SET EXERCISE
Reproduce verbatim the lines of the records below, starting at the line containing "the window in" and running through the final line of the records, with both ends included.

DATASET RECORDS
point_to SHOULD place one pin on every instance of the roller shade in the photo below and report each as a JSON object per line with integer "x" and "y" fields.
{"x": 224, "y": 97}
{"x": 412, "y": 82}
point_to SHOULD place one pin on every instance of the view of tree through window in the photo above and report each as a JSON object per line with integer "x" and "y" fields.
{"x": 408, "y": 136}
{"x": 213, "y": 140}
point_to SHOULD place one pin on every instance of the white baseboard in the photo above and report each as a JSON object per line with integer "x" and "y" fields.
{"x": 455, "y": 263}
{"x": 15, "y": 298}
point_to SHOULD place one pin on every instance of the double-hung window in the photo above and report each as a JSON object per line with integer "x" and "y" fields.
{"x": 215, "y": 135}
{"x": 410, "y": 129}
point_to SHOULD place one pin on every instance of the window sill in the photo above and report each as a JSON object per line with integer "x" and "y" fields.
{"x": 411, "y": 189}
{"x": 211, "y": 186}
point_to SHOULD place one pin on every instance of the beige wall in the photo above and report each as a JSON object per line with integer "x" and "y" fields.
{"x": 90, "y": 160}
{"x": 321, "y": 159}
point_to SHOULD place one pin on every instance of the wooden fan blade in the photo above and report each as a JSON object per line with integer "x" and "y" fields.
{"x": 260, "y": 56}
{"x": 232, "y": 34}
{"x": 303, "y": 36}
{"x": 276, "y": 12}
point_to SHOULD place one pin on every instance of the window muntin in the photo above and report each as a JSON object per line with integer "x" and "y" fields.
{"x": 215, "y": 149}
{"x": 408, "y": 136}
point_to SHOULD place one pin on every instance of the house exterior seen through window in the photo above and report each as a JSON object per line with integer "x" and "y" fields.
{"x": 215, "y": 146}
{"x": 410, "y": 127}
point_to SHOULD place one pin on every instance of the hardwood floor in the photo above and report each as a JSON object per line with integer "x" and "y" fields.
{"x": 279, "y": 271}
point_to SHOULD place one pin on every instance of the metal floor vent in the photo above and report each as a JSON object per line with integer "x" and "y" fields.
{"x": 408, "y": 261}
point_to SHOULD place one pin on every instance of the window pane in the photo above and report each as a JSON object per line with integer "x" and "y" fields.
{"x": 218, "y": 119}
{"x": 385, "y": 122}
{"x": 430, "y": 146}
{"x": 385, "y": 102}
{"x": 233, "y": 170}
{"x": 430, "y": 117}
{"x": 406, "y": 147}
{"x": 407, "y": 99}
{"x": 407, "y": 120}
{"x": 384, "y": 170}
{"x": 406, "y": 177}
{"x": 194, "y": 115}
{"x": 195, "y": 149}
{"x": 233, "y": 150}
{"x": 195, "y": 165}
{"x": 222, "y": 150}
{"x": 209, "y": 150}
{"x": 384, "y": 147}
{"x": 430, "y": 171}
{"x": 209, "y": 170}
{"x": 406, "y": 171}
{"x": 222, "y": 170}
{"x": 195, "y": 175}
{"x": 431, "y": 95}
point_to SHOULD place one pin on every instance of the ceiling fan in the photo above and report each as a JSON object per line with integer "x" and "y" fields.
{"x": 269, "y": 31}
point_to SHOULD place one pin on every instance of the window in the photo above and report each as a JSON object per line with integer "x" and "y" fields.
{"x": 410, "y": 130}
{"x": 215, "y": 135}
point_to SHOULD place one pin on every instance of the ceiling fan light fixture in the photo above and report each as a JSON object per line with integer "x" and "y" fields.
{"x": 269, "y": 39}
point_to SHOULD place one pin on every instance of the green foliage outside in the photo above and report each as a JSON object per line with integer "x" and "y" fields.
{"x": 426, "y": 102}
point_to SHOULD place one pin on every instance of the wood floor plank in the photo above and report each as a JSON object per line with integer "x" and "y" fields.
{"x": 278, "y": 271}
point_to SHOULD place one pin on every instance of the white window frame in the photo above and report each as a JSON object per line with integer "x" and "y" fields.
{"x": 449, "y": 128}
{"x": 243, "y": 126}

OUTPUT
point_to SHOULD place one pin on every instance of the window in the photo above and report each as a JSON object per line with integer "x" and "y" fields.
{"x": 410, "y": 130}
{"x": 215, "y": 135}
point_to SHOULD place one pin on every instance of the ceiling fan light fixture in the photo above and report each as a JSON object per line with integer "x" and "y" fields.
{"x": 269, "y": 39}
point_to SHOULD place one pin on every instance of the green foliage outside in the photo above and report each as a JSON object per line with integer "x" and "y" fields.
{"x": 426, "y": 102}
point_to SHOULD place one pin on every instance of the wood floor plank in the photo above and report each as a JSON object per line with integer "x" and "y" fields.
{"x": 278, "y": 271}
point_to SHOULD place one pin on every instance of the white window frame in the photo above and report each as a JSON object per line with integer "x" and "y" fields.
{"x": 449, "y": 128}
{"x": 243, "y": 126}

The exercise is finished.